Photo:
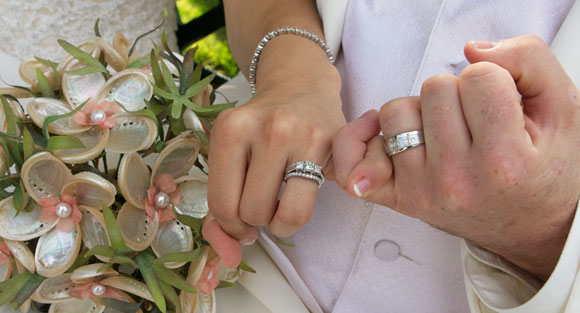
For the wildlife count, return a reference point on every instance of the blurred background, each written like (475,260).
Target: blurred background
(202,25)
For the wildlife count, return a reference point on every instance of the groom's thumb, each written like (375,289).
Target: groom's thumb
(540,78)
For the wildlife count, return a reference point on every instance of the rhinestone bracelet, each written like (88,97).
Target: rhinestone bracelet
(283,31)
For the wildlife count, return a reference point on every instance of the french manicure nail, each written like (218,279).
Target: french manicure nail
(484,45)
(361,187)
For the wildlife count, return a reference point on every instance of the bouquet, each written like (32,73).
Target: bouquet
(104,183)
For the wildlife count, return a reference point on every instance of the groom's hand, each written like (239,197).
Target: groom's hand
(496,168)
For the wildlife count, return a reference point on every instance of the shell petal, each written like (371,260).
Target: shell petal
(90,190)
(41,108)
(193,196)
(55,289)
(93,229)
(130,88)
(56,251)
(22,253)
(44,175)
(177,158)
(95,141)
(88,273)
(21,227)
(131,133)
(129,285)
(172,236)
(77,306)
(136,227)
(134,179)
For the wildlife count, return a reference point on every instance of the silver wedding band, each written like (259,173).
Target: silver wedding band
(305,169)
(404,141)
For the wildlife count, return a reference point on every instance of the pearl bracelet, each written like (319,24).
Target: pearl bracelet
(283,31)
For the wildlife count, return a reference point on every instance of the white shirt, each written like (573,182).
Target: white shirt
(365,258)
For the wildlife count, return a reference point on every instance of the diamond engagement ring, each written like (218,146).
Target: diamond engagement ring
(404,141)
(305,169)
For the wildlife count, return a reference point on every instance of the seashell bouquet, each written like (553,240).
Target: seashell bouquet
(103,183)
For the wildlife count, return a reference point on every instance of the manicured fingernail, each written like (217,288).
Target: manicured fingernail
(247,242)
(361,187)
(484,45)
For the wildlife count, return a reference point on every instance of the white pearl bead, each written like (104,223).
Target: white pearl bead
(98,290)
(63,210)
(98,116)
(162,200)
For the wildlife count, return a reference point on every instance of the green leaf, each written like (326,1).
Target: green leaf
(85,71)
(145,261)
(171,295)
(26,291)
(101,250)
(186,75)
(45,88)
(114,232)
(81,55)
(199,86)
(186,256)
(245,267)
(10,288)
(28,143)
(118,305)
(51,119)
(225,284)
(172,278)
(168,79)
(194,223)
(211,111)
(284,243)
(96,28)
(64,143)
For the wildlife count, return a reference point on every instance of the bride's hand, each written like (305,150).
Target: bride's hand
(293,117)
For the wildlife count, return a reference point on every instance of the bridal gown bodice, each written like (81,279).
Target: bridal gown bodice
(31,28)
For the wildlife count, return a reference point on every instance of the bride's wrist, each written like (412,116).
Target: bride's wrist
(296,65)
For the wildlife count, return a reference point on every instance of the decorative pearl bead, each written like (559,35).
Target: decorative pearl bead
(162,200)
(63,210)
(98,116)
(98,290)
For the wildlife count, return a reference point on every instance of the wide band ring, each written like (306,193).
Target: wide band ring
(404,141)
(305,169)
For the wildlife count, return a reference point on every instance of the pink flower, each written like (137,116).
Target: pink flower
(164,183)
(209,279)
(86,292)
(49,213)
(5,255)
(83,117)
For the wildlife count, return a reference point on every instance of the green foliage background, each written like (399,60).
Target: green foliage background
(213,49)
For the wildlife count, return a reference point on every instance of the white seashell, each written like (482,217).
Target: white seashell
(56,251)
(131,133)
(41,108)
(90,190)
(95,141)
(177,158)
(22,254)
(136,227)
(172,236)
(23,226)
(193,196)
(55,289)
(129,285)
(89,273)
(43,175)
(130,88)
(93,229)
(76,306)
(134,178)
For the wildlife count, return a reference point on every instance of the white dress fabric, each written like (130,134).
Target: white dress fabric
(357,257)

□ □ □ □ □

◆ EXERCISE OBJECTIVE: Go through the entries and retype them exactly, except for the images.

◆ YOUR SOLUTION:
Photo:
For the wildlife count, return a reference point on every instance of the blurred background, each written like (475,260).
Target: blurred background
(202,25)
For the wildlife count, return a reference point on every instance of the groom's thumb, each written like (375,289).
Target: groom's thumb
(540,78)
For the wildlife count, return a reference point on every instance of the rhinestone bracelet, each written like (88,97).
Target: rhinestone bracelet
(283,31)
For the wildlife count, return a reference point on every instance of the french manicure nail, each written like (218,279).
Target: french manicure nail
(484,45)
(361,187)
For the wildlife count, return a reference point on every instance of the bouquet, each written like (32,73).
Target: bouquet
(104,183)
For the wildlife count, return a reference point on every instance of the groom's hand, each written like (239,197).
Target: groom's hand
(496,168)
For the wildlife count, return a reference point on every instance of the shell petal, each written like (371,260).
Target: shell petal
(90,190)
(41,108)
(193,196)
(55,289)
(93,229)
(130,88)
(56,251)
(22,253)
(44,175)
(177,158)
(95,141)
(88,273)
(21,227)
(131,133)
(129,285)
(172,236)
(77,306)
(136,227)
(134,179)
For the wildlife count, return a reference point on every instance of the silver wedding band, each written like (259,173).
Target: silver wedding band
(305,169)
(404,141)
For the wildlife count, return a reference point on every instance of the pearl bracelet, each written like (319,24).
Target: pearl bracelet
(283,31)
For the wildlife count, return a reference point on every instance of the white shirt, each written like (573,182).
Target: white shirt
(365,258)
For the wildlife count, return a reference point on every instance of the diamond engagement ring, each written like (218,146).
Target: diamond engagement ring
(404,141)
(305,169)
For the wildlife count, return a reference point on every instance of the seashell bouquet, each written like (553,240).
Target: seashell bouquet
(103,183)
For the wildlife count, return a reference point on every instance of the manicured fingernail, each written like (217,288).
Target: manicured fingernail
(247,242)
(361,187)
(484,45)
For the wildlife count, return a reference point on every instance of the white pearl bead, each written like (104,223).
Target: white pearl bead
(98,290)
(63,210)
(98,116)
(162,200)
For the wildlife count, return a reference point on every instance of the green leaf, each written like (326,1).
Target: green leaf
(85,71)
(145,261)
(171,295)
(26,291)
(101,250)
(186,75)
(45,88)
(114,232)
(81,55)
(199,86)
(186,256)
(245,267)
(10,288)
(28,143)
(118,305)
(51,119)
(225,284)
(172,278)
(168,79)
(194,223)
(211,111)
(284,243)
(96,28)
(64,143)
For the wildlife count, return a reference point on every instance of the bride's hand, each written like (305,150).
Target: bride's hand
(293,117)
For the wildlife count, return a reference point on every instance of the bridal gown bodice, each written like (81,279).
Target: bridal gown bodice
(31,28)
For the wildlife count, return a reference point on every instance of the bride's wrist, each written like (412,116).
Target: bride's wrist
(296,65)
For the wildlife count, return a reference point on every instance of the decorative pearl bead, each written like (559,35).
Target: decorative pearl bead
(162,200)
(63,210)
(98,116)
(98,290)
For the wildlife count, return a reference point on every instance of the wide band ring, each written like (306,193).
Target: wide band ring
(404,141)
(305,169)
For the wildlife count, return a reference point on every instance of the pink flower, each written like (137,116).
Target: pink flower
(164,183)
(209,279)
(86,292)
(49,213)
(5,255)
(83,117)
For the wildlife count, return a reference point on every instance of the green foliage background, each written like (399,60).
Target: green foliage background
(213,49)
For the wildlife count, return a reference point on every instance of the white seashell, each written like (482,217).
Target: white seashell
(56,251)
(131,133)
(41,108)
(90,190)
(95,141)
(177,158)
(22,254)
(136,227)
(172,236)
(23,226)
(193,196)
(55,289)
(129,285)
(89,273)
(43,175)
(130,88)
(93,229)
(76,306)
(134,178)
For the wildlife count, return a reference point on every instance of the white dress fabric, each written like (130,134).
Target: white dress fabric
(357,257)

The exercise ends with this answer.